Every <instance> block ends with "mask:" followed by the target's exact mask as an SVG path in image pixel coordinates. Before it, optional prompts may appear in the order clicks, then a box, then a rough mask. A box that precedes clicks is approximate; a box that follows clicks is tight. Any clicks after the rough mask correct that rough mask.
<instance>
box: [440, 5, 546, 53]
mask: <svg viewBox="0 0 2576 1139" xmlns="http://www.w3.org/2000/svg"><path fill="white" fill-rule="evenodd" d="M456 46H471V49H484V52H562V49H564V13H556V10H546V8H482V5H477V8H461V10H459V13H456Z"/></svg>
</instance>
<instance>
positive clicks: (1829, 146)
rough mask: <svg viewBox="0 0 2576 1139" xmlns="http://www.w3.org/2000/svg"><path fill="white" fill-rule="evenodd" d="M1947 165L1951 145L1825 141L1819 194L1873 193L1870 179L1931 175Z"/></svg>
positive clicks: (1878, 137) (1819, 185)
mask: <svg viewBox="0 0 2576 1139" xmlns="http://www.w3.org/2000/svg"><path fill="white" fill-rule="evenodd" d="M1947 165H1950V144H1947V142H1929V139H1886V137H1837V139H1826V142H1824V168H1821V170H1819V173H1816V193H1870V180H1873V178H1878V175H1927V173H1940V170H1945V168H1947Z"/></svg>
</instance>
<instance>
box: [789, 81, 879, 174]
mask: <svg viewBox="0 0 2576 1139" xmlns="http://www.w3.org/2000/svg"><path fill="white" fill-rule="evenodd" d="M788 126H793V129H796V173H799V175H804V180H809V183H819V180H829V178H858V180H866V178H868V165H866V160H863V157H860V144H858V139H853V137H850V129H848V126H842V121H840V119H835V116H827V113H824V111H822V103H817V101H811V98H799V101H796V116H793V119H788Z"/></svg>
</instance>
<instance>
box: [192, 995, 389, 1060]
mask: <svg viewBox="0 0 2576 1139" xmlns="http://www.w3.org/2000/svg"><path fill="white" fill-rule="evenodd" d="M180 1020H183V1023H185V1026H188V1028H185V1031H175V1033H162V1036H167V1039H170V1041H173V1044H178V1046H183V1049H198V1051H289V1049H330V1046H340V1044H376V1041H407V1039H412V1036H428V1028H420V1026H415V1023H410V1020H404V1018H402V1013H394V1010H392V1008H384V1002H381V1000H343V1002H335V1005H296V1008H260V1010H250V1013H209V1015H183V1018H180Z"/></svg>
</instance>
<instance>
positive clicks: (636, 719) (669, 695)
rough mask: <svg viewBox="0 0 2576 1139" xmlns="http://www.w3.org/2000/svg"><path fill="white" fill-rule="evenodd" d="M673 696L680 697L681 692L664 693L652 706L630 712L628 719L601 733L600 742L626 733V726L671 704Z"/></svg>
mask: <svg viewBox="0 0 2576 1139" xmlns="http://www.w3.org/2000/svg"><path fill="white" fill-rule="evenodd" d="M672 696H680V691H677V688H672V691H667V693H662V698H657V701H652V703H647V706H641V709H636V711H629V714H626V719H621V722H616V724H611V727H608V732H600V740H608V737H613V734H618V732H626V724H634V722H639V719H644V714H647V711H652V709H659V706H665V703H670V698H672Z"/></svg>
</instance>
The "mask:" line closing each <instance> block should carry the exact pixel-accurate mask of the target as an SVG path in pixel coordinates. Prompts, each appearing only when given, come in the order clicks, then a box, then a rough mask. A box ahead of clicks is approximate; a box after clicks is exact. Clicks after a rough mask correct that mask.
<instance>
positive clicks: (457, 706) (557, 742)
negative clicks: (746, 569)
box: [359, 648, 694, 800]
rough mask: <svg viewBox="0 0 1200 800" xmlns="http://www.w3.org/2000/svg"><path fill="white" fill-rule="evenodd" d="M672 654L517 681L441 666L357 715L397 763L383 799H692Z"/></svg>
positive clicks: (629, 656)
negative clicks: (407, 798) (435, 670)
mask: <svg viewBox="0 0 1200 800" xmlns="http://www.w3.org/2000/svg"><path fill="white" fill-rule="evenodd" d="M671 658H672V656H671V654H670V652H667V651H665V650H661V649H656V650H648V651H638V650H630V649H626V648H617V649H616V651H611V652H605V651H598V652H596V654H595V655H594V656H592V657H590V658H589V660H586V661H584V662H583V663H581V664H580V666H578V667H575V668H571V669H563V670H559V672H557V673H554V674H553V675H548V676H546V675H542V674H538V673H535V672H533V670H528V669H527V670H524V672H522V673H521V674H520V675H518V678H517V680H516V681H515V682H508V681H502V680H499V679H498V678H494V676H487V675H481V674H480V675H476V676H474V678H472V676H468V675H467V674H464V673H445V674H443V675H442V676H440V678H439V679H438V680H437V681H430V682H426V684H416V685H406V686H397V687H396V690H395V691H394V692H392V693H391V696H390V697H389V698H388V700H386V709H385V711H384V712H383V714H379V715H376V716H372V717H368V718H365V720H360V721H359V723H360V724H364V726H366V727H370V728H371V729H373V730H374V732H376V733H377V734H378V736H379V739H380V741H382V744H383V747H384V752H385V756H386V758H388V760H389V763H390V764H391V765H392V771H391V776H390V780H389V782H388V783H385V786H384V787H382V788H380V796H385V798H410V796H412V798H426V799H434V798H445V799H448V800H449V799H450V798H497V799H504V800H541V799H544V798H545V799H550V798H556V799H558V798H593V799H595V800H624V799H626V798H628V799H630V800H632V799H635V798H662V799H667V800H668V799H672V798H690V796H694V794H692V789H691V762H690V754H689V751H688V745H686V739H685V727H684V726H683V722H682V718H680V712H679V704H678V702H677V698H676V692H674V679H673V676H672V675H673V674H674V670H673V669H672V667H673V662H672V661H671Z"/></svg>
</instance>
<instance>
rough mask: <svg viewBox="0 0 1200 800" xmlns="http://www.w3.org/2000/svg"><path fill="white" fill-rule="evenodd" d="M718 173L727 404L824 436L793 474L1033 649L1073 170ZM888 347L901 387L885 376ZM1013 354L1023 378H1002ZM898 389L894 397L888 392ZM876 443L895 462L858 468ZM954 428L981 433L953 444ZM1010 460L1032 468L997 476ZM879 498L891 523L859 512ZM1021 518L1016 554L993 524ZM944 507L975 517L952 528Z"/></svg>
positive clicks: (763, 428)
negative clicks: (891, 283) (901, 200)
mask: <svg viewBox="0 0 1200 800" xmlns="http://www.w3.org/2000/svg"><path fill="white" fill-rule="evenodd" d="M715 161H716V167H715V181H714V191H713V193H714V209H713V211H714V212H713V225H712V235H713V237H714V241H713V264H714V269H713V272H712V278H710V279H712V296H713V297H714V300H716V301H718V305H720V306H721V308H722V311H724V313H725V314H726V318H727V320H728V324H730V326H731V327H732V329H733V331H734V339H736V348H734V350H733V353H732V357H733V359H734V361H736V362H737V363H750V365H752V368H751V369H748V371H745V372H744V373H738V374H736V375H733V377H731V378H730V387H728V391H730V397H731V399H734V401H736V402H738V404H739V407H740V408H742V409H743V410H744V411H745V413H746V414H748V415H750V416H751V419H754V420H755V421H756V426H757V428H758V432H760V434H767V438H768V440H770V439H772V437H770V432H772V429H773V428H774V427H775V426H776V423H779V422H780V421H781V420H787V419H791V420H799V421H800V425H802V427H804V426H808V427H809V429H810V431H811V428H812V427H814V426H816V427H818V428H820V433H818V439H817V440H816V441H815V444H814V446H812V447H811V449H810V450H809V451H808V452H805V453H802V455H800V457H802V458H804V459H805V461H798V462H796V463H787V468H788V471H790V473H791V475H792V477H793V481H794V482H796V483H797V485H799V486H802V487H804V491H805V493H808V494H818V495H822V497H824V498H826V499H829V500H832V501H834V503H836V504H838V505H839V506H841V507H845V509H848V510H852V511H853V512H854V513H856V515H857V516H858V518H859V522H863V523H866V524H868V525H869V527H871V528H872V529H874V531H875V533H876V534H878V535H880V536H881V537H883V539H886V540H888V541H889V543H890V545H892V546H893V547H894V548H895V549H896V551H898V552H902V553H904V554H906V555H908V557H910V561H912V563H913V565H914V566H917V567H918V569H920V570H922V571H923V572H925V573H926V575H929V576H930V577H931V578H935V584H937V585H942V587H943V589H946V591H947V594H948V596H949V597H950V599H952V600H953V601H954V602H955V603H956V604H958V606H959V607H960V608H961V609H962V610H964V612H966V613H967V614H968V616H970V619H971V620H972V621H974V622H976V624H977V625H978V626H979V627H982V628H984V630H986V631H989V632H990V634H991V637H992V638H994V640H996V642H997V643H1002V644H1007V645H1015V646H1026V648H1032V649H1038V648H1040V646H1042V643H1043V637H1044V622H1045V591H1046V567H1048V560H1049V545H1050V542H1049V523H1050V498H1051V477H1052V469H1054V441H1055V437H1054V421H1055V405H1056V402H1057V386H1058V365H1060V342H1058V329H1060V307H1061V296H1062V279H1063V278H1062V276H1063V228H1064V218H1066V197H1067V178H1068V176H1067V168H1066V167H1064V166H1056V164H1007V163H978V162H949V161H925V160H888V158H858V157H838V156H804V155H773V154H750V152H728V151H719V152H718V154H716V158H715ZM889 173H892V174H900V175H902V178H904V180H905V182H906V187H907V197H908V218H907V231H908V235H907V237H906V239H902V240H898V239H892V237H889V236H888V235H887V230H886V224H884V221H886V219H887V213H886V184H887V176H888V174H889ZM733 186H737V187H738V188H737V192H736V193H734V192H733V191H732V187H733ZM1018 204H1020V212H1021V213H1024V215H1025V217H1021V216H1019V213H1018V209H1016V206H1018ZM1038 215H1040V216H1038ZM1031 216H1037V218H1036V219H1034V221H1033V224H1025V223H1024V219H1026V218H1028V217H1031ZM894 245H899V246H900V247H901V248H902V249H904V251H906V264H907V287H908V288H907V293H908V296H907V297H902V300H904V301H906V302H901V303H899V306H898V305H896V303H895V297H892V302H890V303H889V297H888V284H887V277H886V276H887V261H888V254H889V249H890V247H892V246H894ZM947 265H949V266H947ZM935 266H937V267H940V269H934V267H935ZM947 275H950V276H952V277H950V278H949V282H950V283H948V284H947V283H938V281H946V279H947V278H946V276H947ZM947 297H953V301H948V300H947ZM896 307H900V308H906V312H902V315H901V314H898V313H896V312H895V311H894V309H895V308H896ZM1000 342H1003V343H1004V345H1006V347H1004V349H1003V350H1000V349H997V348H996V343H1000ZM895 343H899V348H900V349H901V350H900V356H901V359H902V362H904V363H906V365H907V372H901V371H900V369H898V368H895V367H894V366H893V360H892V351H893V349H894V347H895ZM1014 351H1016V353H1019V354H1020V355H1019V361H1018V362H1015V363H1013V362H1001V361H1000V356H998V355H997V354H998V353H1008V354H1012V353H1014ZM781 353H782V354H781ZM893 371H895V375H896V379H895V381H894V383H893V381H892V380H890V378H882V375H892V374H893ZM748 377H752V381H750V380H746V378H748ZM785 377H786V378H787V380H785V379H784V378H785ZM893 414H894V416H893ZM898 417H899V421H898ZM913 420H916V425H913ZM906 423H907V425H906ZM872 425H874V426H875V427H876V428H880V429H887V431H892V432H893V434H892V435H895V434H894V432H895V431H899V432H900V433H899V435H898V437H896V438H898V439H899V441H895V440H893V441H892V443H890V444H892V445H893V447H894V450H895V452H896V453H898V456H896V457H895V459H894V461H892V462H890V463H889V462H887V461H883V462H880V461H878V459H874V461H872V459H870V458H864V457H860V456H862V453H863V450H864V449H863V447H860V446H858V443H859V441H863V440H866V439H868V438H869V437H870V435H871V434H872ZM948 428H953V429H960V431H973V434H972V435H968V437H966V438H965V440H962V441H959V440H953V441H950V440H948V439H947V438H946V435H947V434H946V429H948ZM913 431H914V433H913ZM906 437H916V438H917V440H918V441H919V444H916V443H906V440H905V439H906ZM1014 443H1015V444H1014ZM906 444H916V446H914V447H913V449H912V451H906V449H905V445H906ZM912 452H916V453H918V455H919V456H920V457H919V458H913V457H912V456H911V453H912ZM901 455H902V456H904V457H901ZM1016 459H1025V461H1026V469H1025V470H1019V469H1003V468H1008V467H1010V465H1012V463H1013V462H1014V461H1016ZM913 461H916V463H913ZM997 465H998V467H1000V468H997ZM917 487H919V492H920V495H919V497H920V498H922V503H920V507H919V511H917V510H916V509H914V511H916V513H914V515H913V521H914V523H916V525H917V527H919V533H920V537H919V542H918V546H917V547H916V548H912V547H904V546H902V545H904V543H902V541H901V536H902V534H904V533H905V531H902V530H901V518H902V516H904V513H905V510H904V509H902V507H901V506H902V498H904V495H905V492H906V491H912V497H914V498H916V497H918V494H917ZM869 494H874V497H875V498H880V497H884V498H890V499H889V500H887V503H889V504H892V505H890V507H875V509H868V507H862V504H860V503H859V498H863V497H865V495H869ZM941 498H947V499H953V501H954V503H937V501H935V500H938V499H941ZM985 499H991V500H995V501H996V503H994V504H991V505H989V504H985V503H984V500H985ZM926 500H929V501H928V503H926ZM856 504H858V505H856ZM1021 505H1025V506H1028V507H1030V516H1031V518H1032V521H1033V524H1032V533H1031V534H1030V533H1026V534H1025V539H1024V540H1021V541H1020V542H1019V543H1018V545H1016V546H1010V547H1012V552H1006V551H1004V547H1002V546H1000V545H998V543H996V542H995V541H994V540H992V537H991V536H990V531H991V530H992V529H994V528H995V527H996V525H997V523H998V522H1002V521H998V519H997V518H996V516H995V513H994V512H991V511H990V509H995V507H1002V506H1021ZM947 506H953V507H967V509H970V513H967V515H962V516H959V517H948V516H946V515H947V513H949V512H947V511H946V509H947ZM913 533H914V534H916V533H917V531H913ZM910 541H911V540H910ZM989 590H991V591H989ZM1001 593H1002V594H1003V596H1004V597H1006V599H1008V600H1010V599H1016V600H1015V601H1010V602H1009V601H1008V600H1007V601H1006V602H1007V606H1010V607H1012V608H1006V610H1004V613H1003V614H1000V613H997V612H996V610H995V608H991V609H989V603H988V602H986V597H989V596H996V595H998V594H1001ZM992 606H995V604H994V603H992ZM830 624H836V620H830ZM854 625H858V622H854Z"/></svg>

######

Reproduce word for word every line from the start of the items through the line containing "box: [440, 5, 546, 53]", including that line.

Expected output:
Every <instance> block ends with "mask:" followed by the target's exact mask as an SVG path in image pixel coordinates. Before it, optional prompts may appear in the order clicks, then a box, then a rough mask. A box that precedes clicks is approximate; a box that follows clicks is tight. Any clicks after the rough mask correct that rough mask.
<instance>
box: [440, 5, 546, 53]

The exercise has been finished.